*** Input data ***

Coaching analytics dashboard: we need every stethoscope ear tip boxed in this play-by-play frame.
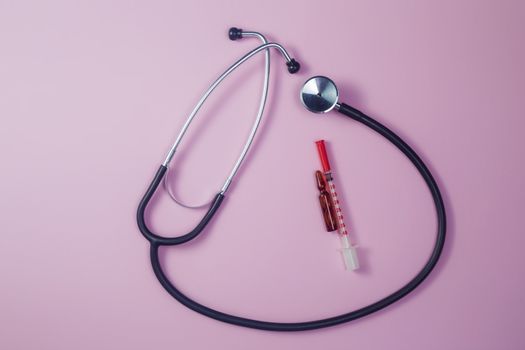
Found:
[287,59,301,74]
[228,27,243,41]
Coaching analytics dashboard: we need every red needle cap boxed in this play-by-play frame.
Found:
[315,140,331,173]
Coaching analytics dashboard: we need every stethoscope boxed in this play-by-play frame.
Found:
[137,28,446,331]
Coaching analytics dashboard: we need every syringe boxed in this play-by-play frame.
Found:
[315,140,359,271]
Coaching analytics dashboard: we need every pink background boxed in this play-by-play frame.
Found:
[1,0,524,349]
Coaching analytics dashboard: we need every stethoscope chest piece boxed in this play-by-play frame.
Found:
[300,76,339,113]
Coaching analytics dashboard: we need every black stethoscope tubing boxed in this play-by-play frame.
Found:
[137,102,446,331]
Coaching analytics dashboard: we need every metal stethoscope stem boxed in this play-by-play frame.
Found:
[162,29,299,208]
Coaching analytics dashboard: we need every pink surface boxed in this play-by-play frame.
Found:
[1,0,524,349]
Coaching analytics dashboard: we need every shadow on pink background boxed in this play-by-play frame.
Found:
[1,1,524,349]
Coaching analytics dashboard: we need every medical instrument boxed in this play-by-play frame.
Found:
[315,139,359,270]
[315,170,338,232]
[136,28,446,331]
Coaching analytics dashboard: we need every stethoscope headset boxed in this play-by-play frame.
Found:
[137,27,446,331]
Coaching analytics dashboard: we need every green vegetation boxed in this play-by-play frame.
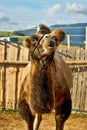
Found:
[0,31,18,37]
[18,36,29,43]
[71,113,87,118]
[0,109,18,114]
[0,31,29,44]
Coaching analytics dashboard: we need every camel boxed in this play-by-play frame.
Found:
[18,24,73,130]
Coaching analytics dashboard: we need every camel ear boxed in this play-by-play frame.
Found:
[23,38,31,48]
[23,35,40,48]
[37,24,51,34]
[51,29,65,42]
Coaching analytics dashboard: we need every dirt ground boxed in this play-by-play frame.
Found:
[0,112,87,130]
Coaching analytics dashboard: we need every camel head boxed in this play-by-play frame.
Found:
[23,24,65,60]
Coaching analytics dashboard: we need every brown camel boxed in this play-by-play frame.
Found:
[18,24,73,130]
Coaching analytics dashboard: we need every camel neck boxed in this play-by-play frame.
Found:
[29,60,54,114]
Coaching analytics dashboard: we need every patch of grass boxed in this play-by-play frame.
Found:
[71,113,87,118]
[0,109,18,115]
[18,36,29,43]
[0,31,18,37]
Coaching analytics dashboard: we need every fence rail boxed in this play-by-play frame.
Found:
[0,41,87,113]
[1,60,87,65]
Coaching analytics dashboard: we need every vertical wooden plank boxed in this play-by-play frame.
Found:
[70,49,77,110]
[3,42,13,109]
[84,76,87,111]
[69,48,76,107]
[84,49,87,111]
[10,43,18,109]
[75,48,81,110]
[76,74,83,110]
[2,42,8,110]
[16,67,23,108]
[80,72,86,111]
[0,42,4,60]
[66,48,72,61]
[0,65,3,109]
[15,43,21,109]
[80,49,84,111]
[72,48,77,60]
[20,46,29,61]
[5,43,17,109]
[71,72,78,109]
[0,43,4,109]
[9,43,18,60]
[5,66,16,109]
[85,27,87,49]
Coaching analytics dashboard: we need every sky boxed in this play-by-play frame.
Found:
[0,0,87,31]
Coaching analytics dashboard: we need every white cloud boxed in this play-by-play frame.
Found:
[65,3,87,14]
[42,4,61,25]
[0,12,20,31]
[0,12,4,17]
[64,3,87,24]
[0,1,87,31]
[46,4,61,15]
[0,12,10,22]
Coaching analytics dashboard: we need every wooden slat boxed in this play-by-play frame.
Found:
[0,60,87,65]
[0,66,3,109]
[0,60,29,65]
[66,61,87,65]
[5,66,16,109]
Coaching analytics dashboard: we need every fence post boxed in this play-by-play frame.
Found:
[67,34,70,49]
[85,27,87,49]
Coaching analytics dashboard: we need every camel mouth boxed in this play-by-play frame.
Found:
[43,43,54,50]
[43,40,55,49]
[41,41,55,56]
[48,44,54,48]
[42,46,54,56]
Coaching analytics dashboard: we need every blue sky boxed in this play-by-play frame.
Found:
[0,0,87,31]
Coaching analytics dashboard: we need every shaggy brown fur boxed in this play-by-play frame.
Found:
[18,24,73,130]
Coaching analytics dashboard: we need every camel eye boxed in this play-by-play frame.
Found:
[32,38,37,42]
[31,38,38,45]
[53,37,58,42]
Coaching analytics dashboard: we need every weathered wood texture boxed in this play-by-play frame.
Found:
[0,41,29,110]
[0,41,87,112]
[59,48,87,112]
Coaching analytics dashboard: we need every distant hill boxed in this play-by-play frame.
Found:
[50,23,87,29]
[14,27,37,36]
[14,23,87,36]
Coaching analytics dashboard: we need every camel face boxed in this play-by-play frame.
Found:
[23,29,65,60]
[39,34,58,56]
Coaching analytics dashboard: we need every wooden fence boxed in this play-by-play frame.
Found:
[0,41,87,113]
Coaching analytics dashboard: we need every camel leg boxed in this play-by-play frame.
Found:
[33,114,42,130]
[18,100,34,130]
[55,99,72,130]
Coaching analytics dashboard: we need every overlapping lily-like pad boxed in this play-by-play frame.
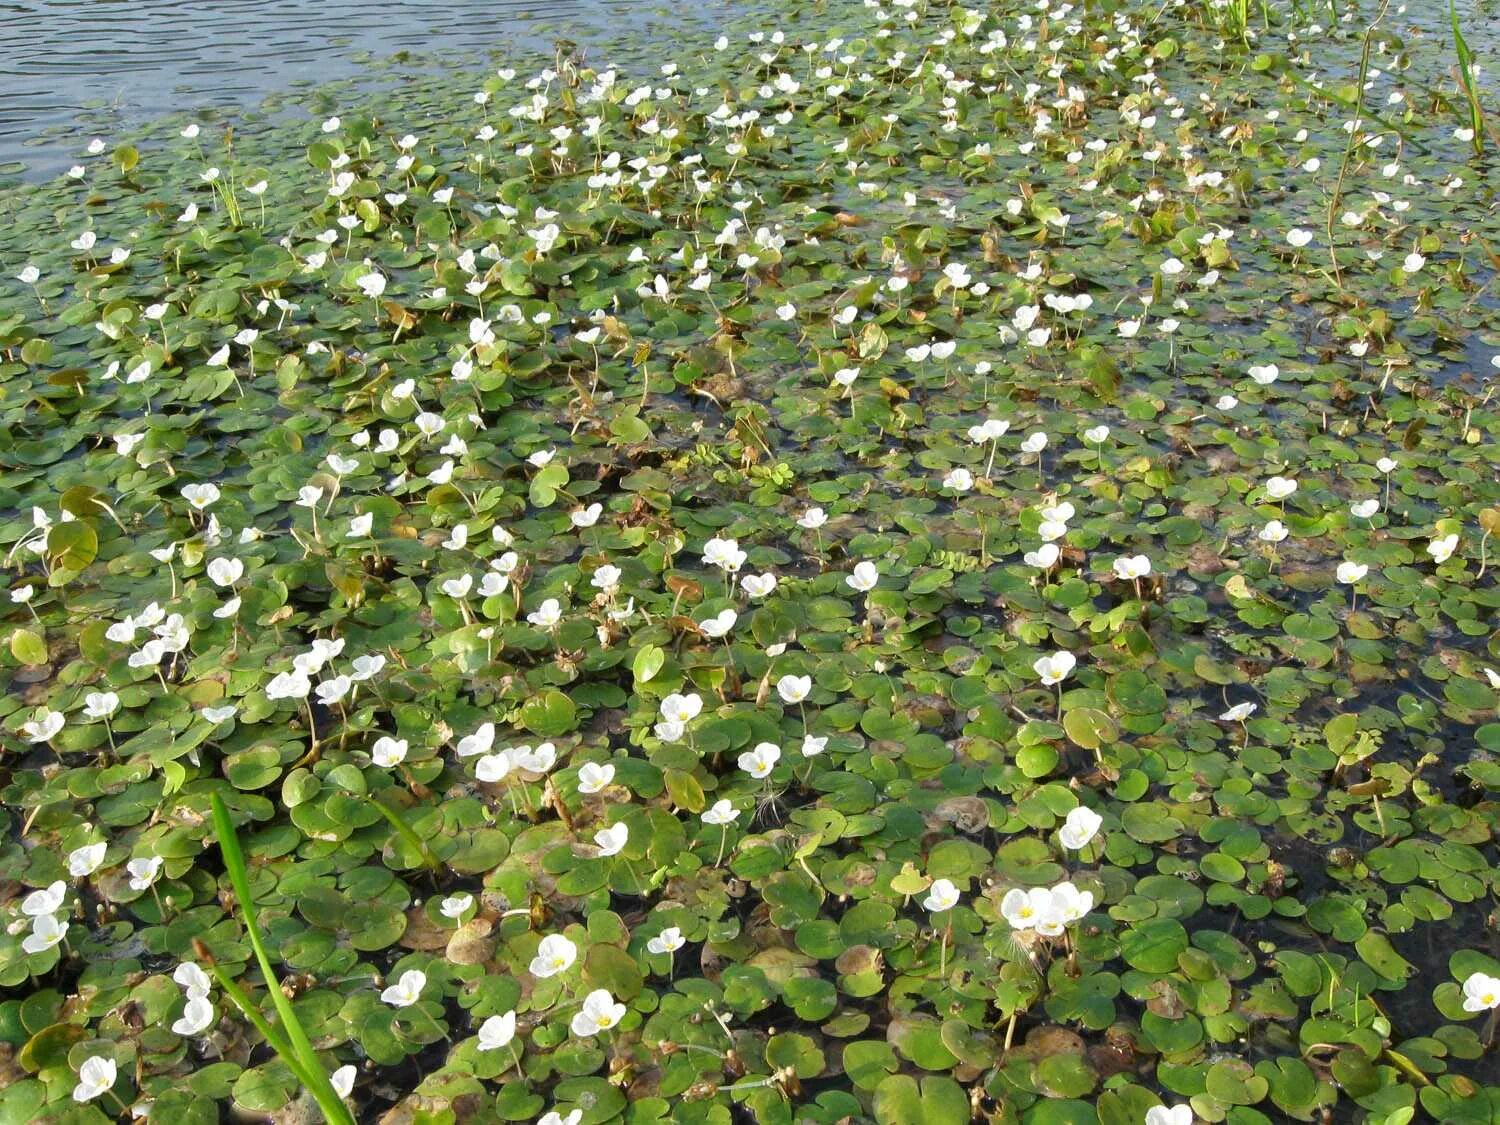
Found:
[1,0,1498,1122]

*** End of Input data ***

Work request
Type the listing out again word for word, passing over each picture.

Response to the exercise
Coaching analytics dashboard: we need every stethoscope ear tip boxed in this play-by-play frame.
Found:
[287,59,301,74]
[228,27,243,41]
Coaching analytics dashboard: we need every red needle cap boxed in this play-by-play frame.
Found:
[315,140,331,173]
Coaching analytics dashboard: we need every stethoscope boxed in this play-by-play frame.
Found:
[137,28,446,331]
Coaching analytics dashboard: we need every syringe boxed in this play-by-play frame.
Found:
[315,140,359,271]
Coaching analytics dashboard: we need every pink background boxed in this play-by-play frame.
Found:
[1,0,524,349]
Coaching analytics dashboard: we need every stethoscope chest piece boxed in this play-by-play frame.
Found:
[300,76,339,113]
Coaching analytics dashboard: we need every black stethoscope tubing boxed in this play-by-play frame.
Found:
[137,102,446,331]
Coaching analytics dashboard: we need every metal stethoscope stem boxed in this play-by-play frame.
Found:
[162,29,299,208]
Coaching analytics dashboard: we need every pink surface boxed in this play-by-play frame.
Found:
[1,0,524,349]
Coaching analytics dashboard: we need every shadow on pink background boxed in this play-by-play frame.
Found:
[1,1,524,349]
Coaching analytics dashboard: we need every medical instrument boxed in this play-by-play frame.
Found:
[315,139,359,270]
[315,170,338,232]
[136,28,446,331]
Coaching analytics dashboard: we need every stethoscope headset boxed in this play-by-play frame.
Found:
[137,27,446,331]
Coaching analytics dashboard: we need every green vegetation boxed in this play-by-play frame.
Found:
[0,31,18,37]
[18,36,29,43]
[71,113,87,118]
[0,109,18,114]
[0,31,29,44]
Coaching analytics dashboard: we need every camel boxed in this play-by-play frame.
Found:
[18,24,73,130]
Coaching analytics dashboard: we need every camel ear boxed in this play-by-play frame.
Found:
[23,38,31,48]
[23,35,40,48]
[37,24,51,34]
[51,29,65,42]
Coaching analytics dashboard: we need every dirt ground boxed in this play-by-play frame.
Found:
[0,112,87,130]
Coaching analytics dashboard: we need every camel head boxed in this play-by-play frame.
Found:
[23,24,65,60]
Coaching analytics dashboard: we need every brown camel boxed in this play-by-play frame.
Found:
[18,24,73,130]
Coaching analytics dashboard: we need every camel neck boxed in this play-by-play frame.
Found:
[29,60,54,114]
Coaching analytics dashboard: we need every patch of grass boxed in this play-by-play frame.
Found:
[71,113,87,118]
[0,109,18,115]
[18,36,29,43]
[0,31,18,37]
Coaching analytics dashboard: we need every fence rail boxed in this play-by-play frame.
Found:
[0,41,87,113]
[1,60,87,65]
Coaching analytics dashboard: we need every vertical wooden plank boxed in this play-by-play frame.
Found:
[70,49,77,110]
[3,42,13,109]
[84,76,87,111]
[69,48,76,107]
[84,49,87,111]
[10,43,18,109]
[75,48,81,110]
[76,74,83,110]
[2,42,8,110]
[16,67,23,108]
[80,72,86,111]
[0,42,4,60]
[66,48,72,61]
[0,65,3,109]
[15,43,21,109]
[80,49,84,111]
[72,48,77,60]
[20,46,29,61]
[5,43,17,109]
[71,72,78,109]
[0,43,4,109]
[9,43,18,60]
[5,66,16,109]
[85,27,87,49]
Coaching analytics dashboard: we need every sky boxed in this play-by-play frame.
Found:
[0,0,87,31]
Coaching analytics dashboard: we need every white cloud boxed in this play-by-play frame.
Found:
[65,3,87,14]
[42,4,61,25]
[0,12,20,31]
[0,12,4,17]
[64,3,87,24]
[0,1,87,31]
[46,4,61,15]
[0,12,10,22]
Coaching analytics dashboard: we need every wooden slat boxed in this play-by-play frame.
Found:
[0,60,87,65]
[0,66,3,109]
[0,60,29,65]
[66,61,87,65]
[5,66,16,109]
Coaching analytics dashboard: we need every fence post boxed in this play-by-play frame.
Found:
[67,34,70,49]
[85,27,87,49]
Coaching analytics dashboard: we need every camel mouth boxed in this play-by-play frame.
Found:
[43,43,54,50]
[43,40,55,49]
[41,41,55,56]
[48,44,54,48]
[42,46,54,56]
Coaching analytics dashboard: we need every blue sky boxed in this play-by-play frame.
Found:
[0,0,87,31]
Coaching analytics dashboard: we need every shaggy brown fur boxed in this play-by-play frame.
Found:
[18,24,73,130]
Coaching analytics dashboard: we need every camel eye boxed in this play-by-play frame.
Found:
[32,38,37,42]
[31,38,38,45]
[53,37,58,42]
Coaching analytics dashboard: we need every weathered wood texture boxed in this play-by-play frame.
Found:
[0,41,29,110]
[0,41,87,112]
[59,48,87,112]
Coaching analytics dashboard: we need every distant hill boxed in this play-by-play frame.
Found:
[50,23,87,29]
[14,27,37,36]
[14,23,87,36]
Coaching analytics dashboard: we need every camel face boxed in this play-by-play frame.
Found:
[23,29,65,60]
[39,34,58,56]
Coaching analytics dashboard: we need every wooden fence boxed in this play-by-play frame.
Found:
[0,41,87,113]
Coaching analytics dashboard: we need every camel leg boxed in this play-by-play frame.
Found:
[33,114,42,130]
[18,100,34,130]
[55,99,72,130]
Coaching analytics dashboard: we need every overlapping lily-like pad boxed in this play-by-play frame.
Found:
[1,0,1498,1122]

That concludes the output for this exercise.